# [The problem]
Stop after the line with "column 506, row 320". Up to that point, output every line of the listing below exactly from the first one onward, skipping pictures.

** Opening Available data block **

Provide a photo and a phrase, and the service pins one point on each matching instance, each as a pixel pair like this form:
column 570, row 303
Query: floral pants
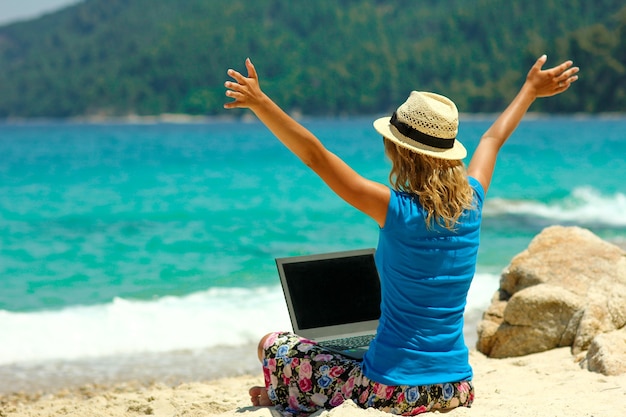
column 301, row 377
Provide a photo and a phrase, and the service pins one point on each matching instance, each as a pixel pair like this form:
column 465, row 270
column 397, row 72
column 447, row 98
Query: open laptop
column 333, row 298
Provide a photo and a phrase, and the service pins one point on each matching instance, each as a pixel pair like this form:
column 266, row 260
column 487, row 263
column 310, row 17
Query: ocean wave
column 217, row 317
column 584, row 206
column 213, row 318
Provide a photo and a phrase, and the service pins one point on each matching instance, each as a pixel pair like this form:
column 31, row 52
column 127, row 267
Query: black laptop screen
column 335, row 291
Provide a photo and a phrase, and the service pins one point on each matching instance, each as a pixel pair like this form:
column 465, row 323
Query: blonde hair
column 441, row 185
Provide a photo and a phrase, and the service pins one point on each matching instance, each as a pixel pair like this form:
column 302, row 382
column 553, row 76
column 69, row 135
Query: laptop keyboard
column 348, row 342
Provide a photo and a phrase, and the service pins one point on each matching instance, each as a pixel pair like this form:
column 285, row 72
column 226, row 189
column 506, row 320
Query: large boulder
column 568, row 288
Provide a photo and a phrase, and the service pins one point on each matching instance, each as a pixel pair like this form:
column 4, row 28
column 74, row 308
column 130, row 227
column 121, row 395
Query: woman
column 426, row 256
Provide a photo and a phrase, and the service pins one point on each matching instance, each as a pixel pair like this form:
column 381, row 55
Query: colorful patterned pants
column 301, row 377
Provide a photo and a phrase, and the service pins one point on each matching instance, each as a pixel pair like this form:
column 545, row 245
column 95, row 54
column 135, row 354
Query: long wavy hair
column 441, row 185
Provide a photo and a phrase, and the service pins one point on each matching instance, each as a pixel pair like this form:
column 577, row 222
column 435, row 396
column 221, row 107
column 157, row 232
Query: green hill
column 324, row 57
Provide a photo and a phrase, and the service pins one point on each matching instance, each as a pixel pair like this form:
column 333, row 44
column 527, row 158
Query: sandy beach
column 544, row 384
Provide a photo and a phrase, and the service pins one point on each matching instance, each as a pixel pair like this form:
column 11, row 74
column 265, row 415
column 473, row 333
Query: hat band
column 420, row 137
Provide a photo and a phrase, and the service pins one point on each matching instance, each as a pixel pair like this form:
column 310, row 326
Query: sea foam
column 584, row 206
column 218, row 317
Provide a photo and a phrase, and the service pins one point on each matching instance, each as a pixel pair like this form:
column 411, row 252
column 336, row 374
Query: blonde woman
column 429, row 222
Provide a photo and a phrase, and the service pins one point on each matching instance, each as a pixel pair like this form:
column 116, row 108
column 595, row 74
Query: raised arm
column 368, row 196
column 539, row 83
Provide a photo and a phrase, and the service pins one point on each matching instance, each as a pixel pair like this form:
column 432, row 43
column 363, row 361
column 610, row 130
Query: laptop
column 333, row 298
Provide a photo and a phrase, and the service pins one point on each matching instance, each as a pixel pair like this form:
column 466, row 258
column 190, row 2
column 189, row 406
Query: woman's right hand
column 552, row 81
column 245, row 91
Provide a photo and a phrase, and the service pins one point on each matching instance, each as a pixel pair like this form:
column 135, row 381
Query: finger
column 237, row 76
column 540, row 62
column 233, row 86
column 560, row 69
column 251, row 70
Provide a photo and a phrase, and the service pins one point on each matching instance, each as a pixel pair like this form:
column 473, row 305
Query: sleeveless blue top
column 425, row 275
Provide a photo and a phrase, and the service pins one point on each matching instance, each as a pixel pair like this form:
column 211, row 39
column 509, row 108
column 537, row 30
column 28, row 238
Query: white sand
column 544, row 384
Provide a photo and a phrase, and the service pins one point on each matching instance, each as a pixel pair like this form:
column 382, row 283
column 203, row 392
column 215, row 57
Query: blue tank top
column 425, row 275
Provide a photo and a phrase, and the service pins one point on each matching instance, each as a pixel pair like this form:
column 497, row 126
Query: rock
column 607, row 353
column 566, row 289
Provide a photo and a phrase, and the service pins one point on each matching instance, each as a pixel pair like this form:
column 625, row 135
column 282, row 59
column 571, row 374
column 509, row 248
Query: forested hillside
column 321, row 57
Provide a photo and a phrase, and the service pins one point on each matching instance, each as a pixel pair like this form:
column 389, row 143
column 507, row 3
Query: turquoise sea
column 147, row 249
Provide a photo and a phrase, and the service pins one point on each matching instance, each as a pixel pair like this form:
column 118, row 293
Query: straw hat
column 426, row 123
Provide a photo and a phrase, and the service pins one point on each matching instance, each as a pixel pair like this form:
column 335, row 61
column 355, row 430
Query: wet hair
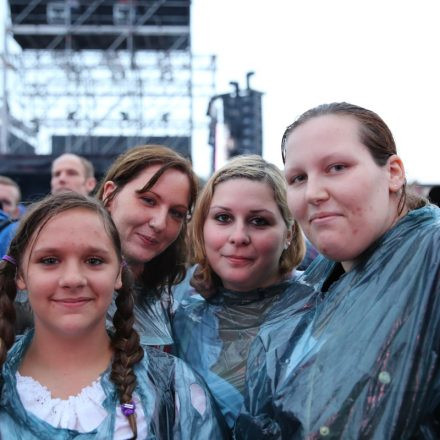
column 88, row 168
column 373, row 133
column 125, row 341
column 4, row 180
column 169, row 267
column 255, row 168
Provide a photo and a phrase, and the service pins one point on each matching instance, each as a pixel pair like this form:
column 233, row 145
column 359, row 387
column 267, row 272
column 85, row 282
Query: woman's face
column 244, row 234
column 342, row 199
column 70, row 269
column 150, row 221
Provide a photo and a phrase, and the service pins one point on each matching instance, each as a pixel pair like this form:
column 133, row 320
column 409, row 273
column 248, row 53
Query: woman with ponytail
column 68, row 377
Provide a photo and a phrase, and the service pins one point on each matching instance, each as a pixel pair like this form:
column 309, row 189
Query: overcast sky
column 380, row 54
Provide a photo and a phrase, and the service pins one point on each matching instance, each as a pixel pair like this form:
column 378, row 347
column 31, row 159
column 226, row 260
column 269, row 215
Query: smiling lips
column 72, row 302
column 149, row 241
column 238, row 260
column 322, row 217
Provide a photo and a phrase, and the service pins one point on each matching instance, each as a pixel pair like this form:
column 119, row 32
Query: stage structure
column 82, row 75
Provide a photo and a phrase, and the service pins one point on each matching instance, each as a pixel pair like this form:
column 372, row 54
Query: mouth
column 148, row 240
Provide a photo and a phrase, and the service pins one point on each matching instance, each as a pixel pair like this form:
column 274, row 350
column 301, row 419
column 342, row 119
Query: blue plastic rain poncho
column 152, row 317
column 364, row 362
column 214, row 336
column 161, row 381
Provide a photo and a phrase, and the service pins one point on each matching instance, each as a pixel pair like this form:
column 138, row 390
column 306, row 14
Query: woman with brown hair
column 246, row 246
column 150, row 192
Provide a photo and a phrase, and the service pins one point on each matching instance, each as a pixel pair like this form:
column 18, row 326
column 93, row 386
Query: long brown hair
column 373, row 133
column 169, row 267
column 255, row 168
column 125, row 340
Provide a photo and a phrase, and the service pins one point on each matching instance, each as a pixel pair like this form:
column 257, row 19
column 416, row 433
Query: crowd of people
column 265, row 305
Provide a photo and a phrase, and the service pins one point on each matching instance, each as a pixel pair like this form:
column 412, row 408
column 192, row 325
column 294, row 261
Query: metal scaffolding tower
column 99, row 76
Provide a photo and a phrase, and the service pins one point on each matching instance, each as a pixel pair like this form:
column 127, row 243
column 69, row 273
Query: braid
column 8, row 292
column 126, row 346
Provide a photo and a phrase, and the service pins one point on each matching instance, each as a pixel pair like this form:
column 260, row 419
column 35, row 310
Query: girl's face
column 342, row 199
column 70, row 270
column 150, row 221
column 245, row 234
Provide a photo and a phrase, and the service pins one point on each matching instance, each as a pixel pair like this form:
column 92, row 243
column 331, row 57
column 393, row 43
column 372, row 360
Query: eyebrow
column 140, row 192
column 52, row 249
column 252, row 211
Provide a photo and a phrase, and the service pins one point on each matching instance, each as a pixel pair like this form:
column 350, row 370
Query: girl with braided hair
column 68, row 377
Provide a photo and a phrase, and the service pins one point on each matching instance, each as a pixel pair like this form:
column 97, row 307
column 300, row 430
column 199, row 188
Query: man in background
column 10, row 196
column 71, row 172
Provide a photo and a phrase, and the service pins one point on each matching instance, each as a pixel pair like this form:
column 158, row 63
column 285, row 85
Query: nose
column 316, row 190
column 72, row 276
column 158, row 219
column 239, row 234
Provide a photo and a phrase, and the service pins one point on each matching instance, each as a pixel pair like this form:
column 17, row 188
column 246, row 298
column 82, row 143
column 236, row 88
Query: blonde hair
column 255, row 168
column 169, row 267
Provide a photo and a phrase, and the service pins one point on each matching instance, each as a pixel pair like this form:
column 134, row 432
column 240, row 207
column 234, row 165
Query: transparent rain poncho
column 214, row 336
column 174, row 400
column 364, row 361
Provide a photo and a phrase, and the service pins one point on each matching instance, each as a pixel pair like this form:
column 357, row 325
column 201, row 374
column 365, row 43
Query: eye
column 259, row 221
column 222, row 218
column 178, row 215
column 150, row 201
column 94, row 261
column 337, row 167
column 297, row 179
column 48, row 261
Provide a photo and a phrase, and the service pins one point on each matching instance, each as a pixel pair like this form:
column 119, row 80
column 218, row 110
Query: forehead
column 323, row 136
column 68, row 162
column 326, row 128
column 240, row 191
column 77, row 225
column 170, row 178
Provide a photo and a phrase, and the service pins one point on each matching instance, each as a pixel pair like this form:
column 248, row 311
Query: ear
column 396, row 172
column 90, row 184
column 289, row 237
column 16, row 213
column 109, row 187
column 20, row 283
column 118, row 282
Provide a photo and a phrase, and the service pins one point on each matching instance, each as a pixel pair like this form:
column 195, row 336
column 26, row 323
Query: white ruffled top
column 83, row 412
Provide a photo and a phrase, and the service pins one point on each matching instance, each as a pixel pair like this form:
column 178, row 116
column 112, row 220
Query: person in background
column 246, row 246
column 363, row 362
column 69, row 378
column 10, row 197
column 150, row 192
column 434, row 195
column 74, row 173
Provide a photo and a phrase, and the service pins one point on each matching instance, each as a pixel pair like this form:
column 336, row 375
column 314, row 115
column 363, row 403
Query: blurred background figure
column 434, row 195
column 74, row 173
column 10, row 196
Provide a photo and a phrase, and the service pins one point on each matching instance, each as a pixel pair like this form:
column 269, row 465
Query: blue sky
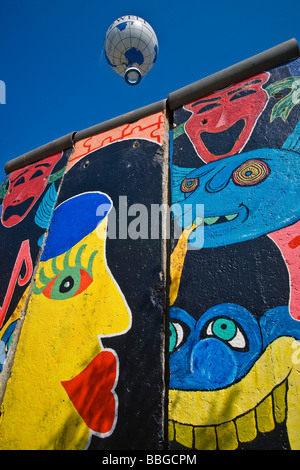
column 57, row 79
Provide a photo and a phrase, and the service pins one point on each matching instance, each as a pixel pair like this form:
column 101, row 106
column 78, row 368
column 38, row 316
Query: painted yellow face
column 75, row 301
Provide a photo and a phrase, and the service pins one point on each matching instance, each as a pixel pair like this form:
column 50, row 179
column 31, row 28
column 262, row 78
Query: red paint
column 25, row 187
column 91, row 392
column 295, row 242
column 230, row 112
column 24, row 256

** Closing Available data block **

# [Response to the exercise]
Provide a photo and a phrase, and the service pins one point on each matching instance, each as a pixel pair like this form:
column 570, row 303
Query: floral pants
column 301, row 377
Provide a photo and a phrase, and the service pins one point on each matching instance, each as a pixel pair like this form:
column 465, row 270
column 397, row 72
column 447, row 98
Query: open laptop
column 333, row 298
Provide a photo and a phrase, and the service pins one point on each matching instance, each as a pixel pair like this form:
column 266, row 260
column 487, row 263
column 310, row 17
Query: ocean wave
column 217, row 317
column 584, row 206
column 213, row 318
Provide a photo and a phrase, and the service pins one point on each matching instance, each as a pixel pair like this form:
column 31, row 52
column 127, row 267
Query: black laptop screen
column 335, row 291
Provide a photo and a phrase, and the service pins one point on each matching instance, each as a pixel pair like this form:
column 465, row 323
Query: blonde hair
column 441, row 185
Provide a photo and a phrase, and the service pins one point on each matching instance, each as a pixel pair like this form:
column 302, row 382
column 553, row 76
column 69, row 135
Query: laptop keyboard
column 348, row 342
Provide a photo and a phrase, and the service pins one point on each matching instance, each as a pixel pair like this form:
column 285, row 72
column 226, row 189
column 506, row 320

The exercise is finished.